Sobre el ejercicio => Reproduce íntegro y sin cambios el texto sobre la crisis causada por la pandemia.

Extracto del documento =>
══════════
Estos son tiempos convulsos aunque no excepcionales, puesto que no es esta, ni mucho menos, la primera vez que la humanidad se enfrenta a una crisis causada por una pandemia. La palabra crisis proviene del término griego “κρίσις”, cuyo significado remite tanto a “separar, analizar” como a “decidir”. Y es que, en toda crisis, algo que se rompe nos obliga a una reflexión que lleva a un juicio y a una elección. Todo parece indicar que lo que se está rompiendo es un viejo mundo y que asistiremos al alumbramiento de uno nuevo. La realidad, la normalidad tal y como la habíamos conocido, sufre de aluminosis, esa enfermedad de las vigas y los forjados de los edificios por la cual el hormigón pierde sus propiedades y se hace menos resistente y más poroso, con lo que peligra la estabilidad del edificio. Las viejas certezas ya no aseguran nada y lo único cierto parece ser, precisamente, lo incierto. Nuestras respuestas, obviedades, perogrulladas, rutinas y lugares comunes se han trasmutado en preguntas: ¿podré volver a abrazar a mis seres queridos? ¿Tendremos que llevar mascarilla siempre? ¿Cuándo llegará la vacuna? ¿Habrá otros virus? ¿Perderé mi trabajo? ¿Recuperaremos los derechos y libertades perdidos?
══════════
Datos registrados =>
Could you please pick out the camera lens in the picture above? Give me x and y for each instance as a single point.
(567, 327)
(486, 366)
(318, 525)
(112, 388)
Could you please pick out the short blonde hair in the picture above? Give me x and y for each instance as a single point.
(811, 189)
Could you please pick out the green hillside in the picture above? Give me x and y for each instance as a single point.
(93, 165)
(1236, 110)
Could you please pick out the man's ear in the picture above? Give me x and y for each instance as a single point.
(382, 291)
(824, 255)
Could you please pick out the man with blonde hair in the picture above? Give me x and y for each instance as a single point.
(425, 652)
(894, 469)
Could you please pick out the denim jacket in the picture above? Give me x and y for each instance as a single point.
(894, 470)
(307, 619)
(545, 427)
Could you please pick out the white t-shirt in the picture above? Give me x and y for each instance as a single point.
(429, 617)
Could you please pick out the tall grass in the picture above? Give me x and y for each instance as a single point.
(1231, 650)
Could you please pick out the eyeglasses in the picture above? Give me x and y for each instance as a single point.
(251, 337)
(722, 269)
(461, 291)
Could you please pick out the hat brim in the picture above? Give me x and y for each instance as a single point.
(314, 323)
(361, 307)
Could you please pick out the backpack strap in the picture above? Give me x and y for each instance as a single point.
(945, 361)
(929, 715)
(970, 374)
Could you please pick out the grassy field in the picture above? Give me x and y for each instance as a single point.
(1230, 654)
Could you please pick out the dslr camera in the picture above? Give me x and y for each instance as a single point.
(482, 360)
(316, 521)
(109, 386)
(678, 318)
══════════
Solución de la tarea =>
Estos son tiempos convulsos aunque no excepcionales, puesto que no es esta, ni mucho menos, la primera vez que la humanidad se enfrenta a una crisis causada por una pandemia. La palabra crisis proviene del término griego “κρίσις”, cuyo significado remite tanto a “separar, analizar” como a “decidir”. Y es que, en toda crisis, algo que se rompe nos obliga a una reflexión que lleva a un juicio y a una elección. Todo parece indicar que lo que se está rompiendo es un viejo mundo y que asistiremos al alumbramiento de uno nuevo. La realidad, la normalidad tal y como la habíamos conocido, sufre de aluminosis, esa enfermedad de las vigas y los forjados de los edificios por la cual el hormigón pierde sus propiedades y se hace menos resistente y más poroso, con lo que peligra la estabilidad del edificio. Las viejas certezas ya no aseguran nada y lo único cierto parece ser, precisamente, lo incierto. Nuestras respuestas, obviedades, perogrulladas, rutinas y lugares comunes se han trasmutado en preguntas: ¿podré volver a abrazar a mis seres queridos? ¿Tendremos que llevar mascarilla siempre? ¿Cuándo llegará la vacuna? ¿Habrá otros virus? ¿Perderé mi trabajo? ¿Recuperaremos los derechos y libertades perdidos?